- **WHAT TO WORK ON**
Write the data out again, exactly as given.

- **DATA FOR THE TASK**
┌────────
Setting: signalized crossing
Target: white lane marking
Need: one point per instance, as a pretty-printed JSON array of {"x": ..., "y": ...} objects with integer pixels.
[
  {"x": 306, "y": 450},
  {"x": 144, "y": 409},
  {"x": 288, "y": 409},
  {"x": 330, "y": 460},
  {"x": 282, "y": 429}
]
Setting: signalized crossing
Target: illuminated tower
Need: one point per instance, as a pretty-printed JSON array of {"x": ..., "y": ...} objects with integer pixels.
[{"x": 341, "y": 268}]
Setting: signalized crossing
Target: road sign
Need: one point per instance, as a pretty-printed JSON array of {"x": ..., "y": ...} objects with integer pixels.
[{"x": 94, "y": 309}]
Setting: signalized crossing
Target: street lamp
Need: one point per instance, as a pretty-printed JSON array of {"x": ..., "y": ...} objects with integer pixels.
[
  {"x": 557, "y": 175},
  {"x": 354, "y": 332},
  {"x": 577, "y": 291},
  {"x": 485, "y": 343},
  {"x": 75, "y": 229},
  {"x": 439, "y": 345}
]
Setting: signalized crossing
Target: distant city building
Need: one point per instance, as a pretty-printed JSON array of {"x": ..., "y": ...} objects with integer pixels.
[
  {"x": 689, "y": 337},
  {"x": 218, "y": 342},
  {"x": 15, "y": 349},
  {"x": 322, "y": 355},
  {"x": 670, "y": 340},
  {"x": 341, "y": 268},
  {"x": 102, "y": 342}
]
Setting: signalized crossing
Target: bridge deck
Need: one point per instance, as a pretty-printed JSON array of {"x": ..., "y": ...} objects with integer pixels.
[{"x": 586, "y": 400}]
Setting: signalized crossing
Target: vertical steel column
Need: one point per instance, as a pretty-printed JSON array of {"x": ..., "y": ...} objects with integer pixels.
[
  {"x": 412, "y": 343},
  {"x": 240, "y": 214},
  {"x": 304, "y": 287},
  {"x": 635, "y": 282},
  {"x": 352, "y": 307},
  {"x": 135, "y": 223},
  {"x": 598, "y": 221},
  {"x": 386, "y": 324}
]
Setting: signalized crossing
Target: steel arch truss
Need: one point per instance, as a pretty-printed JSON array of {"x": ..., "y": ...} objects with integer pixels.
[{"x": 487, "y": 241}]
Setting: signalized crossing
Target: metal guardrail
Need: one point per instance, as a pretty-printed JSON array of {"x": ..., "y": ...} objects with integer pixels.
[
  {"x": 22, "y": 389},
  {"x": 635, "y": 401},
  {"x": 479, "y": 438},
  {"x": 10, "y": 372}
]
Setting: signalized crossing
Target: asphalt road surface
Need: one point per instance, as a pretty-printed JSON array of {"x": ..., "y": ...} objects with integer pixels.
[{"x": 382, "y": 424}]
└────────
- **TASK RESPONSE**
Setting: signalized crossing
Target: white lane marking
Need: one point per instance, as a pretty-printed JSON array of {"x": ..., "y": ...} objects with integer pixels.
[
  {"x": 306, "y": 450},
  {"x": 144, "y": 409},
  {"x": 288, "y": 409},
  {"x": 330, "y": 460},
  {"x": 282, "y": 429}
]
Setting: signalized crossing
Target: illuminated tower
Need: one point per instance, as a pretty-printed JSON array of {"x": ..., "y": ...} objects with integer pixels.
[{"x": 341, "y": 268}]
Setting: signalized crossing
Target: road sign
Need: one point per instance, as a pretty-printed JSON array of {"x": ..., "y": ...} objects with integer pixels.
[{"x": 94, "y": 309}]
Setting: signalized crossing
Target: street lamp
Need: one point per instance, as a pretty-printed JSON array of {"x": ..., "y": ...} objects with integer pixels.
[
  {"x": 557, "y": 175},
  {"x": 354, "y": 332},
  {"x": 577, "y": 291},
  {"x": 485, "y": 343},
  {"x": 75, "y": 229},
  {"x": 439, "y": 345}
]
Setting: signalized crossing
Target: distant city building
Need: one point per instance, as a pretty-printed JSON array of {"x": ..., "y": ...} objects with integer pixels.
[
  {"x": 689, "y": 337},
  {"x": 218, "y": 342},
  {"x": 15, "y": 349},
  {"x": 322, "y": 355},
  {"x": 670, "y": 340},
  {"x": 341, "y": 268},
  {"x": 102, "y": 342}
]
Setting: signalized crossing
Target: bridge deck
Need: one point per instance, as a pretty-printed JSON array of {"x": ..., "y": ...} objects with integer pixels.
[{"x": 586, "y": 400}]
Setting: signalized crossing
Target: vertical steel column
Need: one point per instance, as a pretty-printed JSON array of {"x": ..., "y": ...} objects with integer pixels.
[
  {"x": 412, "y": 343},
  {"x": 240, "y": 214},
  {"x": 304, "y": 287},
  {"x": 635, "y": 282},
  {"x": 352, "y": 307},
  {"x": 135, "y": 223},
  {"x": 598, "y": 221},
  {"x": 386, "y": 324}
]
Setting: signalized crossing
Target: steel arch truss
Need: one point per instance, as a pretty-printed JSON array of {"x": ..., "y": ...} objects with integer pixels.
[{"x": 487, "y": 241}]
Setting: signalized crossing
Target: metal guardrail
Need: one point per instance, as a pretty-printed JSON array of {"x": ..., "y": ...} objects with integer pixels.
[
  {"x": 22, "y": 389},
  {"x": 635, "y": 401},
  {"x": 479, "y": 438},
  {"x": 10, "y": 372}
]
Setting: signalized crossing
Target: asphalt road surface
Need: one point per instance, as a pretty-printed JSON array of {"x": ..., "y": ...} objects with integer pixels.
[{"x": 382, "y": 424}]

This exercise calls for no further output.